(DOCUMENT EXCERPT):

## begin

American poet (born 1949)

Carolyne Wright (born in 1949, in Bellingham, Washington) is an American poet.

==Life==
She studied at Seattle University, New York University, and graduated from Syracuse University with master's and doctoral degrees.

She has held visiting creative writing posts at Radcliffe College, Sweet Briar College, Emory University, University of Wyoming, University of Miami, Oklahoma State University, University of Central Oklahoma, University of Oklahoma, The College of Wooster, and Cleveland State University.

She is translation editor of Artful Dodge. Her work appeared in AGNI, Artful Dodge, Hotel Amerika, Hunger Mountain, Iowa Review, Michigan Quarterly Review, New England Review, New Orleans Review, North American Review, Poetry, Poets & Writers, Southern Review.

## end

(STORED RECORDS):
## begin

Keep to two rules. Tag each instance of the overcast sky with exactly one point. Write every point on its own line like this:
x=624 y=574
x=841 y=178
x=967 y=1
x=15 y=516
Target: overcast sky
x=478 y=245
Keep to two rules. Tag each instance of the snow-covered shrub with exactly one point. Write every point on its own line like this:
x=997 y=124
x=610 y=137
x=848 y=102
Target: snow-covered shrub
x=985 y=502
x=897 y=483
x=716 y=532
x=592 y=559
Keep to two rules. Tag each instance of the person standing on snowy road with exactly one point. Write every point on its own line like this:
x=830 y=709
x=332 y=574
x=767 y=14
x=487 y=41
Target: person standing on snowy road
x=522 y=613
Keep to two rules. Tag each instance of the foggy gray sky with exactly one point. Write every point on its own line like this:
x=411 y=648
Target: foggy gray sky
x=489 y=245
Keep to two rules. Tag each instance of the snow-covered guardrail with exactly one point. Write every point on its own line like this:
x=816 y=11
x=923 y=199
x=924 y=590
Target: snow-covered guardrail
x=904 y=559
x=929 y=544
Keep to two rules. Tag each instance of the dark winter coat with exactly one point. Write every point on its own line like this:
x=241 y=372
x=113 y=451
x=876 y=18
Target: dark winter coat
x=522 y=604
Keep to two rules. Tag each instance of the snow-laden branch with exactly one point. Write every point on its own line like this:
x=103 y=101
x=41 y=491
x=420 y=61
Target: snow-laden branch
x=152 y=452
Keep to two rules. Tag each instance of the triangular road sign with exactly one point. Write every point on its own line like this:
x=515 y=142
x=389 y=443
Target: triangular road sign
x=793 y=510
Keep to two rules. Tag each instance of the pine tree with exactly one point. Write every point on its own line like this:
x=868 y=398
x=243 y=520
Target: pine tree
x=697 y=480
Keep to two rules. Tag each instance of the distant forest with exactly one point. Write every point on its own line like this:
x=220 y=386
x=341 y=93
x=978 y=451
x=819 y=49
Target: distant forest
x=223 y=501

## end

(STATED GOAL 1):
In the Carolyne Wright biography, which university awarded her master's and doctoral degrees?
(STATED GOAL 2):
Please write out the passage of the Carolyne Wright biography between "American poet (born" and "Writers, Southern Review.", inclusive.

(FULL SOLUTION 1):
Syracuse University

(FULL SOLUTION 2):
American poet (born 1949)

Carolyne Wright (born in 1949, in Bellingham, Washington) is an American poet.

==Life==
She studied at Seattle University, New York University, and graduated from Syracuse University with master's and doctoral degrees.

She has held visiting creative writing posts at Radcliffe College, Sweet Briar College, Emory University, University of Wyoming, University of Miami, Oklahoma State University, University of Central Oklahoma, University of Oklahoma, The College of Wooster, and Cleveland State University.

She is translation editor of Artful Dodge. Her work appeared in AGNI, Artful Dodge, Hotel Amerika, Hunger Mountain, Iowa Review, Michigan Quarterly Review, New England Review, New Orleans Review, North American Review, Poetry, Poets & Writers, Southern Review.